## Document passage
==*==

Self-Regulatory Organizations; The NASDAQ Stock Market LLC; Order 
Approving Proposed Rule Change to Require Limited Partnerships to 
Obtain Shareholder Approval for the Use of Equity Compensation and Make 
Other Clarifying Changes to the Listing Requirements for Limited 
Partnerships

January 6, 2009.

I. Introduction

    On November 18, 2008, The NASDAQ Stock Market LLC (``Nasdaq'' or 
``Exchange'') filed with the Securities and Exchange Commission 
(``Commission''), pursuant to Section 19(b)(1) of the Securities 
Exchange Act of 1934 (``Act'') \1\ and Rule 19b-4 thereunder,\2\ a 
proposed rule change to require limited partnerships to obtain 
shareholder approval for the use of equity compensation and to make 
other clarifying changes to the listing requirements for limited 
partnerships. The proposed rule change was published for comment in the 
Federal Register on December 2, 2008.\3\ The Commission received no 
comments on the proposal. This order approves the proposed rule change.
---------------------------------------------------------------------------

    \1\ 15 U.S.C. 78s(b)(1).
    \2\ 17 CFR 240.19b-4.
    \3\ See Securities Exchange Act Release No. 59014 (November 25, 
2008), 73 FR 73358.
---------------------------------------------------------------------------

II. Description of the Proposal

    Nasdaq's current listing requirements provide that issuers must 
obtain shareholder approval for a variety of corporate actions, 
including the issuance of equity compensation.\4\ However, these 
requirements do not currently apply to Limited Partnerships 
(``LPs'').\5\ Nasdaq is proposing to expand the requirement to obtain 
shareholder approval for equity compensation to entities that are LPs. 
As such, the proposed rule would provide that each issuer that is a 
limited partnership must obtain shareholder approval when a stock 
option or purchase plan is to be established or materially amended or 
other equity compensation arrangement is to be made or materially 
amended, pursuant to which stock may be acquired by officers, 
directors, employees, or consultants, as would be required under Nasdaq 
Rule 4350(i)(1)(A) and IM-43540-5.\6\
---------------------------------------------------------------------------

    \4\ See Nasdaq Rule 4350(i)(1)(A).
    \5\ See Nasdaq Rules 4350(i)(1)(A) and 4360.
    \6\ See proposed Nasdaq Rule 4360(k).
---------------------------------------------------------------------------

    In addition, Nasdaq proposes to make two other changes to the 
listing requirements for LPs. Specifically, the Exchange proposes to 
amend the rules applicable to LPs to require that: (1) the auditor of a 
listed LP must be registered as a public accounting firm with the 
Public Company Accounting Oversight Board (``PCAOB''), as provided for 
in the Sarbanes-Oxley Act of 2002; \7\ and (2) an LP must notify Nasdaq 
of any material non-compliance with the qualitative listing 
requirements for LPs in Rule 4360. Nasdaq states that when it adopted 
these requirements for other companies in 2003 in response to 
requirements imposed by the Sarbanes-Oxley Act, Nasdaq inadvertently 
excluded LPs from these requirements. The Exchange notes, however, that 
these requirements are already applicable to LPs. Specifically, with 
respect to the proposed auditor registration requirement, it is 
unlawful for an auditor to participate in the preparation or issuance 
of an audit report with respect to any listed company, including an LP, 
unless it is registered with the PCAOB.\8\ With respect to the proposed 
notification requirement, each listed company is required to sign a 
listing agreement prior to listing on Nasdaq in which the company has 
agreed to promptly notify Nasdaq in writing of any corporate action or 
other event which will cause the company to cease to be in compliance 
with Nasdaq listing requirements.\9\ As such, Nasdaq asserts that these 
changes are simply clarifying changes designed to highlight the 
requirements and facilitate understanding and compliance of the rules 
by LPs.

==*==

## Stored rows
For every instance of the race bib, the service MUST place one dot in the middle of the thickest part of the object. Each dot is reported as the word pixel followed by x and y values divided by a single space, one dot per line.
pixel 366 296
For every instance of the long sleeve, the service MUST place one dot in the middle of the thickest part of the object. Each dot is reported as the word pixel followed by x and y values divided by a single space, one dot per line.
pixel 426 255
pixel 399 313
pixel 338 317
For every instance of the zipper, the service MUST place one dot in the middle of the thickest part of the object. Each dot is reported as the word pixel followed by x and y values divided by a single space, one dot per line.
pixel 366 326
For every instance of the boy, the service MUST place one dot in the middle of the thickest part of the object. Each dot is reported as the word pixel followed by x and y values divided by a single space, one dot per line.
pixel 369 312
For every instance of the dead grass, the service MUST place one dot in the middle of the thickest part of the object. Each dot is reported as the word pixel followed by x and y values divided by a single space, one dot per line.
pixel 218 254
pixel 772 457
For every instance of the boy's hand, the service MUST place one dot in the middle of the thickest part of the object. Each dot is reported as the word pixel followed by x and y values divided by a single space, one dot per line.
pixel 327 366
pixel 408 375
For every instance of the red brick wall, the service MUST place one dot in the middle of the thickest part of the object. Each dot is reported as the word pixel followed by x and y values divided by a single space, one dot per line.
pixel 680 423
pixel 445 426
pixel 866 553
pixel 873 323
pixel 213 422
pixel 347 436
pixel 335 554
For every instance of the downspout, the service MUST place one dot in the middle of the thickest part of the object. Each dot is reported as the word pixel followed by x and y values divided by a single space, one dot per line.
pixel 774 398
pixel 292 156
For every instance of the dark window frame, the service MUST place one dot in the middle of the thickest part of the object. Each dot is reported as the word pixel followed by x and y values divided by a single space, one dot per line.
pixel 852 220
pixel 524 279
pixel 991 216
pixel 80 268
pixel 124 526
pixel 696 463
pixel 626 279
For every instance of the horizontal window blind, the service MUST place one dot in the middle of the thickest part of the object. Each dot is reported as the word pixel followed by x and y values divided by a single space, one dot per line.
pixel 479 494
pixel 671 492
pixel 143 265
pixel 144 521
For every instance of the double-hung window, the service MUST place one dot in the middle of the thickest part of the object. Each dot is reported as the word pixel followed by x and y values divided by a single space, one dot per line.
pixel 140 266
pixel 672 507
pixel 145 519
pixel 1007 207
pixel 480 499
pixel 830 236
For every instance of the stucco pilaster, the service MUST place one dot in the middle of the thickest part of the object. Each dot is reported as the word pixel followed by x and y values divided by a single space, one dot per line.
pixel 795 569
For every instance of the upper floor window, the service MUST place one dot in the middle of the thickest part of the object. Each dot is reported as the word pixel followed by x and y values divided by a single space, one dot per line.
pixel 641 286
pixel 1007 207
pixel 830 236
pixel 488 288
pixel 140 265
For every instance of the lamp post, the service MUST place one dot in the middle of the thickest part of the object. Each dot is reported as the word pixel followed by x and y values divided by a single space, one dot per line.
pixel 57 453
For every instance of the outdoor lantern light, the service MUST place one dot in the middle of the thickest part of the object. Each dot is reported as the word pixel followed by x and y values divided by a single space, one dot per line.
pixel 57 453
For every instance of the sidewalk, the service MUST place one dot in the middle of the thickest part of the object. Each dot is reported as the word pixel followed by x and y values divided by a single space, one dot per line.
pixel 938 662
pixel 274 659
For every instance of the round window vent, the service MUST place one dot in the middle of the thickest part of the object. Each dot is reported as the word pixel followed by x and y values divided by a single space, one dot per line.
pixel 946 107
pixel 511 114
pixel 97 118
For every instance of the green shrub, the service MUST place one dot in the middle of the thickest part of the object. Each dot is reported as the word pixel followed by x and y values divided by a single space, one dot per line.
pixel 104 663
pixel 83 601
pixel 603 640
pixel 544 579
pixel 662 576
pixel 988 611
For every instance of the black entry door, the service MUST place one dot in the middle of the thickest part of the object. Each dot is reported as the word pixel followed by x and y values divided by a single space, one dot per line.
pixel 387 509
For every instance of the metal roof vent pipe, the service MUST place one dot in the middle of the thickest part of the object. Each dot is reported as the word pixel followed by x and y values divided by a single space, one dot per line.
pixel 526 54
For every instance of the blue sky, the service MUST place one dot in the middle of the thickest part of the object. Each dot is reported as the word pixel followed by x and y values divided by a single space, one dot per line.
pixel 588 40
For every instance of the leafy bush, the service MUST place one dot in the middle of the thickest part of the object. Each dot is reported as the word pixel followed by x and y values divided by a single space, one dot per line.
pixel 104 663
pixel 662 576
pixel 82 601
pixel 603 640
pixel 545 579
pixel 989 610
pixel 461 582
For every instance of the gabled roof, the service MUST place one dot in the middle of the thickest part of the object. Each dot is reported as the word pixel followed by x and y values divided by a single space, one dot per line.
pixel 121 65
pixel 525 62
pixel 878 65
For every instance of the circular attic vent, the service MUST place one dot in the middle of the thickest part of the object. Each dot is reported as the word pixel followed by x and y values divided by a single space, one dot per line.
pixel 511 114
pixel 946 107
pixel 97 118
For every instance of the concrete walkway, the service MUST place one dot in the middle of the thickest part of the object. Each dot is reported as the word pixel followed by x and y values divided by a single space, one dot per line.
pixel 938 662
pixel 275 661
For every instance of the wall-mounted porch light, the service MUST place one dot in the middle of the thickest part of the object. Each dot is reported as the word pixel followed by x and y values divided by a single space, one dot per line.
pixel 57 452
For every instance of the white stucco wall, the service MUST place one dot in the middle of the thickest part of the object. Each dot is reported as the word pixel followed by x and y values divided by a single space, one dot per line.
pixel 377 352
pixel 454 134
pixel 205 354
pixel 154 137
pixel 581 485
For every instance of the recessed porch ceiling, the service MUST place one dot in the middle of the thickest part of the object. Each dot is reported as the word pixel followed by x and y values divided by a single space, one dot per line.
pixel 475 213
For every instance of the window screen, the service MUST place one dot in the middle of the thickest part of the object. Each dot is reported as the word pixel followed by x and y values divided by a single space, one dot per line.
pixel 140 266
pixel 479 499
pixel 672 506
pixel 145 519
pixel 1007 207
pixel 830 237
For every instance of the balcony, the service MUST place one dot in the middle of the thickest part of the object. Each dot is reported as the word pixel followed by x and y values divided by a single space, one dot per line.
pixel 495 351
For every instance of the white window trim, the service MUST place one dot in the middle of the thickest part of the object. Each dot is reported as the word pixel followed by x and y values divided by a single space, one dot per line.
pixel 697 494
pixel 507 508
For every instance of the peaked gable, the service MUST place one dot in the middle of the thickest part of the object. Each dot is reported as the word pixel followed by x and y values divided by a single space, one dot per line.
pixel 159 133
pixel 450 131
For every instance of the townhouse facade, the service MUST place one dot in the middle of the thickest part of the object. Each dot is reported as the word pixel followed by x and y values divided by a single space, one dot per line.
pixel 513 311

==*==

## Work to complete
(a) Reproduce the part of the Nasdaq order starting with "On November 18, 2008, The" and going on through "proposed rule change.".
(b) Write the next part of the Nasdaq order on limited partnership listing rules, picking up after its final sentence.

## Responses to the exercise
(a)
On November 18, 2008, The NASDAQ Stock Market LLC (``Nasdaq'' or 
``Exchange'') filed with the Securities and Exchange Commission 
(``Commission''), pursuant to Section 19(b)(1) of the Securities 
Exchange Act of 1934 (``Act'') \1\ and Rule 19b-4 thereunder,\2\ a 
proposed rule change to require limited partnerships to obtain 
shareholder approval for the use of equity compensation and to make 
other clarifying changes to the listing requirements for limited 
partnerships. The proposed rule change was published for comment in the 
Federal Register on December 2, 2008.\3\ The Commission received no 
comments on the proposal. This order approves the proposed rule change.

(b)
---------------------------------------------------------------------------

    \7\ Section 102 of the Sarbanes Oxley Act, 15 U.S.C. 7212.
    \8\ Id.
    \9\ See https://www.nasdaq.com/about/Listing_Agreement.pdf.
---------------------------------------------------------------------------

III. Discussion and Commission Findings

    After careful review, the Commission finds that the proposed rule 
change is consistent with the requirements of the Act and the rules and 
regulations thereunder applicable to a national securities exchange 
and, in particular, with Section 6(b)(5) of the Act,\10\ which 
requires, among other things, that the rules of a national securities 
exchange be designed to prevent fraudulent and manipulative acts and 
practices, to promote just and equitable principles of trade, to remove 
impediments to, and perfect the mechanism of, a free and open market 
and a national market system and, in general, to protect investors and 
the public interest, and are not designed to permit unfair 
discrimination between issuers.\11\
---------------------------------------------------------------------------

    \10\ 15 U.S.C. 78f(b)(5).
    \11\ In approving this proposed rule change, the Commission has 
considered the proposed rule's impact on efficiency, competition, 
and capital formation. See 15 U.S.C. 78c(f).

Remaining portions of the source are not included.